**TEXT EXCERPT:**
Updated Catalogue of Orphan Assembly-Line
PKSs
The general strategy for compiling and phylogenetically
analyzing all assembly-line PKSs has been described previously.[102] Briefly, a consensus ketosynthase (KS) sequence
was aligned using BLAST against nine NCBI DNA databases as well as
the archive for whole-genome shotgun sequences available as of May
2018. To select for multimodular PKSs, BLAST hits were refined by
requiring a minimum of 3 KS domains located within 20kb of each other,
and the PKS gene clusters that met this criterion were further analyzed
by antiSMASH 4.0.[131] Identical PKSs were
eliminated based on either an identical sequence or an identical domain
architecture in the same species. From the remaining PKSs, the sequences
of individual PKS and NRPS proteins were extracted and subjected to
comparative pairwise analysis using BLAST, calculated as described
in ref (102). PKSs
that scored more than 90% in amino acid similarity were considered
redundant, yielding the final catalogue of distinct assembly-line
PKSs (Figure ). As
before, cluster similarity scores were visualized in the form of a
dendrogram.
Figure 4
Summary of the workflow to generate the catalogue of distinct assembly-line
PKSs. In the final clustering schematic, the red line represents a
PKS sequence that scored higher than 90% in amino acid similarity
to another sequence and was thus removed from the catalogue of distinct
clusters.
Summary of the workflow to generate the catalogue of distinct assembly-line
PKSs. In the final clustering schematic, the red line represents a
PKS sequence that scored higher than 90% in amino acid similarity
to another sequence and was thus removed from the catalogue of distinct
clusters.A total of 3551 distinct clusters from 1662 species
were catalogued,
representing a 4-fold increase over the data set from five years prior.
Among these, 1692 clusters were annotated as cis-AT
PKS clusters, 975 as cis-AT PKS/NRPS hybrids, 293
as trans-AT PKSs, 343 as trans-AT
PKS/NRPS hybrids, and 248 as other hybrids. The full list of nonredundant
assembly-line PKS clusters and the dendrogram visualizing their distances
are available online at http://web.stanford.edu/group/orphan_pks/. It should be noted that, although our number of PKS clusters closely
matches the number listed in the antiSMASH 2.0 database (3302 type
I PKSs and 623 trans-AT PKSs),[130] the two catalogues are complementary, not identical, because
the analyses differed in terms of NCBI databases, PKS cluster types,
and sequence similarity cutoffs. Nonetheless, both of them reflect
the vast numbers of assembly-line PKS clusters present in nature.
Evaluating the Product Diversity of Orphan
Assembly-Line PKSs
On the basis of the date when each PKS
sequence in our catalogue was deposited in the NCBI database, it appears
that the number of distinct assembly-line PKSs continues to grow exponentially,
doubling every 2.5 years (Figure A, blue bars). This rate of discovery is consistent
with the overall growth of NCBI sequencing data in GenBank. The vast
majority of these clusters are orphan; by using the MIBiG database
and NCBI annotations, we estimate that only around 10% of assembly-line
PKSs in our catalogue have been linked to the production of a known
molecule (Figure A,
red bars).

**WHAT TO WORK ON:**
[A] In the PKS excerpt, rewrite the part that opens with the words containing "Among these, 1692" and closes with "present in nature.", changing "nonredundant" to "distinct".
[B] According to the PKS excerpt, how many distinct clusters were catalogued, and from how many species?
[C] Please continue the PKS excerpt from its final sentence.
The records are separate from the PKS excerpt.

**RECORDS PROVIDED:**
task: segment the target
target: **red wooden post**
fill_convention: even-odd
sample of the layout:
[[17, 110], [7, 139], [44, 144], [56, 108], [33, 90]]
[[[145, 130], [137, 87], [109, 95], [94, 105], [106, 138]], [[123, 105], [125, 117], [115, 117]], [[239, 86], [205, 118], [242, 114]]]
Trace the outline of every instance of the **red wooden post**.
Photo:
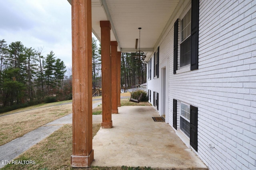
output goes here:
[[118, 113], [118, 77], [117, 77], [117, 42], [111, 41], [111, 79], [112, 93], [111, 102], [112, 102], [112, 113]]
[[121, 52], [117, 52], [117, 106], [121, 106]]
[[101, 66], [102, 87], [102, 128], [112, 128], [111, 115], [111, 58], [109, 21], [100, 21]]
[[91, 0], [73, 0], [72, 83], [73, 167], [88, 167], [92, 149]]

**EXPECTED RESULTS:**
[A]
Among these, 1692 clusters were annotated as cis-AT
PKS clusters, 975 as cis-AT PKS/NRPS hybrids, 293
as trans-AT PKSs, 343 as trans-AT
PKS/NRPS hybrids, and 248 as other hybrids. The full list of distinct
assembly-line PKS clusters and the dendrogram visualizing their distances
are available online at http://web.stanford.edu/group/orphan_pks/. It should be noted that, although our number of PKS clusters closely
matches the number listed in the antiSMASH 2.0 database (3302 type
I PKSs and 623 trans-AT PKSs),[130] the two catalogues are complementary, not identical, because
the analyses differed in terms of NCBI databases, PKS cluster types,
and sequence similarity cutoffs. Nonetheless, both of them reflect
the vast numbers of assembly-line PKS clusters present in nature.

[B] 3551 distinct clusters from 1662 species.

[C]
Figure 5
(A) The discovery rate of distinct clusters is shown (blue; having
less than 90% amino acid sequence similarity score to any other cluster).
Also shown (in red) is the number of clusters with known products,
determined using MIBiG database and NCBI annotations. For years 1994–2017,
numbers reflect sequences deposited by December of that year. For
2018, only sequences deposited by May were taken into account. (B)
Rediscovery rate among nucleotide sequences deposited to NCBI, determined
as the percentage of redundant clusters (having more than 90% amino
acid sequence similarity score to a previously sequenced cluster).
(C) Distribution of sequence similarity scores between an orphan assembly-line
PKS and its closest neighbor whose product has been characterized.
PKSs with pairwise similarity scores above 50% probably make structurally
similar polyketides, while orphan PKSs whose sequences show greater
differences from those of any known PKS most likely produce novel
chemotypes. (D) The red line plots the percentage of all distinct
assembly-line PKSs that are chemically decoded. The blue line plots
the percentage of orphan PKSs that are more than 50% similar to a
chemically decoded assembly-line PKS.
(A) The discovery rate of distinct clusters is shown (blue; having
less than 90% amino acid sequence similarity score to any other cluster).
Also shown (in red) is the number of clusters with known products,
determined using MIBiG database and NCBI annotations. For years 1994–2017,
numbers reflect sequences deposited by December of that year. For
2018, only sequences deposited by May were taken into account. (B)
Rediscovery rate among nucleotide sequences deposited to NCBI, determined
as the percentage of redundant clusters (having more than 90% amino
acid sequence similarity score to a previously sequenced cluster).
(C) Distribution of sequence similarity scores between an orphan assembly-line
PKS and its closest neighbor whose product has been characterized.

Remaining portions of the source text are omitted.